Retype all of the material exactly, leaving no line out.

*** Block opens ***

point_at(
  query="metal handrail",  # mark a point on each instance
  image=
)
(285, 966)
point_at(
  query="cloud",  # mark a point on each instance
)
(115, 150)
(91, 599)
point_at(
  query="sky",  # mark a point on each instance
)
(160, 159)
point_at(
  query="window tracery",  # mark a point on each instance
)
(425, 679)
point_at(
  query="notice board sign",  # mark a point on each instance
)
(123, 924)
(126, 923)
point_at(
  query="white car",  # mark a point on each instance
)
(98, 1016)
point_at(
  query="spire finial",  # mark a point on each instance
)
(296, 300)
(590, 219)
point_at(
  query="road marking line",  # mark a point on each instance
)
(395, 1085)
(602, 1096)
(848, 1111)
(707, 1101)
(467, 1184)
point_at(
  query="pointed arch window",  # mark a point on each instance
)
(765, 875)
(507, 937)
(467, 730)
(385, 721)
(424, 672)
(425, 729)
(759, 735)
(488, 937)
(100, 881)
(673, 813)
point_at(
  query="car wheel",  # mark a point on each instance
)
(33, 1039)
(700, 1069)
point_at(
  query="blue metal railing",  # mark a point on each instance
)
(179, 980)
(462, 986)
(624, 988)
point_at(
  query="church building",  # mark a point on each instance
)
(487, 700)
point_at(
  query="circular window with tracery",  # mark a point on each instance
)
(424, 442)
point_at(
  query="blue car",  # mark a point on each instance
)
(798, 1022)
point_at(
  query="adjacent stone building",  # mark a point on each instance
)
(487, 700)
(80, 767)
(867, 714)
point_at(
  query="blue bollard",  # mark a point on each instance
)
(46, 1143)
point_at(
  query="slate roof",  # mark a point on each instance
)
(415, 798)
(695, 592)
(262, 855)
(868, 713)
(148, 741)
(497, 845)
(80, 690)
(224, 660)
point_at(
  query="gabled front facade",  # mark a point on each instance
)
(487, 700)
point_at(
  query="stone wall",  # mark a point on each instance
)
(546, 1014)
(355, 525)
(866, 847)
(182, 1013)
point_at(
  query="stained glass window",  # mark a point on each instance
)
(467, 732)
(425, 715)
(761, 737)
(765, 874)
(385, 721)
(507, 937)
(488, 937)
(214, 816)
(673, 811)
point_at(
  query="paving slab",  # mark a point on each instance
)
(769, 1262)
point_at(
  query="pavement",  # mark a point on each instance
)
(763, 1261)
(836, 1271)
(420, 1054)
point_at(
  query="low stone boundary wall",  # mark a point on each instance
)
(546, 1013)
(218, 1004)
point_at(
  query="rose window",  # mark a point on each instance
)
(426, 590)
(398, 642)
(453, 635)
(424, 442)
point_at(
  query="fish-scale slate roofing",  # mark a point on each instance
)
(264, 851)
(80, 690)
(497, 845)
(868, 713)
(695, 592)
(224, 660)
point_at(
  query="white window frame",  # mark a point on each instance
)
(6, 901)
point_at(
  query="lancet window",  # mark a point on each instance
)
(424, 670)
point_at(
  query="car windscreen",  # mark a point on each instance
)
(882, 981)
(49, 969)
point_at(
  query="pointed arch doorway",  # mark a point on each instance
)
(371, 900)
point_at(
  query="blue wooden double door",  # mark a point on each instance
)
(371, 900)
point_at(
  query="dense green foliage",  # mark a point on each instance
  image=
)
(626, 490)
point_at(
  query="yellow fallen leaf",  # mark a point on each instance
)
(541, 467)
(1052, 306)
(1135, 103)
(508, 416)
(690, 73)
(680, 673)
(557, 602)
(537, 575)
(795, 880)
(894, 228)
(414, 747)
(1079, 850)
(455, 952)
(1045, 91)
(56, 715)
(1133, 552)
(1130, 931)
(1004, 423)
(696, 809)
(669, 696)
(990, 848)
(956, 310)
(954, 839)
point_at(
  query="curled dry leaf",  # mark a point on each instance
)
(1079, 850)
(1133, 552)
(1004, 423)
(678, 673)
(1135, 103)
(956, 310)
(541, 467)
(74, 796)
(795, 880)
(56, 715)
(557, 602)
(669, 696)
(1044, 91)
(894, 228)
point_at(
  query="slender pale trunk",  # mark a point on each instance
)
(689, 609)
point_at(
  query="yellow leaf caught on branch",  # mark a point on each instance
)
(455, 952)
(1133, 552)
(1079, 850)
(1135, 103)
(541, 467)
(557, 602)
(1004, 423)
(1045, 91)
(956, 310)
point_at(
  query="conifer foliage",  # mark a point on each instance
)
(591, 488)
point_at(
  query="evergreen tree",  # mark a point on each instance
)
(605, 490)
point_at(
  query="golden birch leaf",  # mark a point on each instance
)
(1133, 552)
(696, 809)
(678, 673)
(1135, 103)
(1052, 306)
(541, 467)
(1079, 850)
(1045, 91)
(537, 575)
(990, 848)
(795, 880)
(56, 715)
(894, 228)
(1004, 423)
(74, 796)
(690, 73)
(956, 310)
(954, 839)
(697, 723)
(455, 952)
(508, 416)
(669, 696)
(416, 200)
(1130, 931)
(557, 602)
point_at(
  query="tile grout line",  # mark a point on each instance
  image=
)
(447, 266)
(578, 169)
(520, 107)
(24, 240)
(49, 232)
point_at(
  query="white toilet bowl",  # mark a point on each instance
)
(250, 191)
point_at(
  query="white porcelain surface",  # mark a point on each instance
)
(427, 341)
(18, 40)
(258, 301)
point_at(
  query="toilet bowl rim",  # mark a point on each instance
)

*** Block closes ***

= Expected output =
point_at(
  query="metal handrail",  # mark a point on each instance
  image=
)
(285, 966)
point_at(
  query="cloud",  # mark a point on each instance
)
(115, 150)
(91, 599)
point_at(
  query="sky",  # mark a point on each instance
)
(160, 159)
point_at(
  query="window tracery",  # mark a point on each instance
)
(425, 679)
point_at(
  query="notice board sign",  # mark a point on each instance
)
(123, 924)
(126, 923)
point_at(
  query="white car",  # mark a point on each instance
)
(98, 1016)
point_at(
  query="spire finial",  # mark a point on each instance
)
(296, 300)
(590, 219)
point_at(
  query="road marking line",  # mark a point on each instance
)
(395, 1085)
(602, 1096)
(848, 1111)
(707, 1101)
(467, 1184)
point_at(
  query="pointed arch window",  # mark a point on each instance
)
(765, 875)
(507, 937)
(467, 730)
(385, 721)
(424, 672)
(425, 729)
(759, 735)
(488, 937)
(100, 881)
(673, 813)
point_at(
  query="car wheel",  # mark a point on each instance
)
(33, 1039)
(700, 1069)
point_at(
  query="blue metal railing",  # mark a point on each instance
)
(179, 980)
(462, 986)
(624, 988)
point_at(
  query="church building",  # mark a point on each instance
)
(487, 700)
point_at(
  query="circular window with tracery",  # mark a point on each instance
)
(424, 442)
point_at(
  query="blue car",  # mark a point on each instance
)
(798, 1022)
point_at(
  query="adjacent stone building",  # mark a point on each instance
)
(487, 700)
(80, 767)
(867, 714)
point_at(
  query="blue bollard",  # mark a point on each instance
)
(46, 1143)
point_at(
  query="slate roof",  # mark a point on each instance
)
(415, 798)
(695, 592)
(262, 855)
(868, 713)
(148, 741)
(497, 845)
(80, 690)
(224, 660)
point_at(
  query="gabled front facade",  # mark a point on each instance
)
(487, 700)
point_at(
  query="stone wall",  # mark a point on each instance
)
(546, 1014)
(355, 525)
(866, 847)
(182, 1013)
point_at(
  query="stained glass window",  # mark a point on each instance
)
(467, 732)
(425, 715)
(761, 737)
(765, 874)
(385, 721)
(507, 937)
(488, 937)
(214, 816)
(673, 811)
point_at(
  query="paving slab",  # mark a point on each instance
)
(769, 1262)
point_at(
  query="pavement",  # mark a point on each instance
)
(763, 1261)
(836, 1271)
(420, 1054)
point_at(
  query="low stone boundary wall",  # mark a point on each instance
)
(546, 1013)
(218, 1004)
point_at(
  query="rose window",  # mark a point on each instance
)
(426, 590)
(398, 642)
(453, 635)
(424, 442)
point_at(
  query="fish-scale slate roofing",  # mark a point on each instance
)
(264, 851)
(80, 690)
(497, 845)
(868, 713)
(695, 592)
(224, 660)
point_at(
  query="white window frame",  # mark a point on each instance
)
(6, 901)
point_at(
  query="lancet window",  # mark a point on each instance
)
(424, 670)
point_at(
  query="car windscreen",  # mark a point on each instance
)
(882, 981)
(49, 969)
point_at(
  query="pointed arch doorway",  # mark a point on each instance
)
(371, 900)
point_at(
  query="blue wooden double door",  # mark a point on each instance
)
(371, 900)
point_at(
  query="dense green foliage",  # mark a point on each instance
  image=
)
(626, 490)
point_at(
  query="yellow fallen leaf",  # mark a point on each instance
)
(541, 467)
(1052, 306)
(1135, 103)
(508, 416)
(690, 73)
(680, 673)
(557, 602)
(537, 575)
(795, 880)
(894, 228)
(414, 747)
(1079, 850)
(455, 952)
(1045, 91)
(56, 715)
(1133, 552)
(1130, 931)
(1004, 423)
(696, 809)
(669, 696)
(990, 848)
(956, 310)
(954, 839)
point_at(
  query="curled dry leaf",  # mark a point on each instance
)
(1079, 850)
(1133, 552)
(1004, 423)
(678, 673)
(1135, 103)
(956, 310)
(541, 467)
(74, 796)
(795, 880)
(56, 715)
(557, 602)
(669, 696)
(1044, 91)
(894, 228)
point_at(
  query="slender pale trunk",  # mark a point on each instance
)
(689, 609)
point_at(
  query="yellow leaf caught on branch",  # mark a point on each instance
)
(455, 952)
(1133, 552)
(1079, 850)
(1135, 103)
(541, 467)
(557, 602)
(1004, 423)
(1045, 91)
(956, 310)
point_at(
  query="conifer foliage",  # mark a point on each instance
)
(591, 488)
point_at(
  query="evergreen tree",  # mark a point on each instance
)
(605, 490)
point_at(
  query="golden birch leaf",  # mark a point on each instance
)
(1133, 552)
(696, 809)
(678, 673)
(1135, 103)
(1052, 306)
(541, 467)
(1079, 850)
(1045, 91)
(537, 575)
(990, 848)
(795, 880)
(56, 715)
(894, 228)
(1004, 423)
(74, 796)
(690, 73)
(956, 310)
(954, 839)
(697, 723)
(455, 952)
(508, 416)
(669, 696)
(416, 200)
(1130, 931)
(557, 602)
point_at(
  query="tile grout line",  # mark a point on each instance
  image=
)
(447, 266)
(578, 169)
(520, 107)
(24, 240)
(49, 232)
point_at(
  query="white toilet bowl",  # mark a point on each instance
)
(250, 191)
point_at(
  query="white porcelain surface",  # mark a point on each instance
)
(427, 341)
(18, 40)
(258, 301)
point_at(
  query="toilet bowl rim",  # mark a point on each instance
)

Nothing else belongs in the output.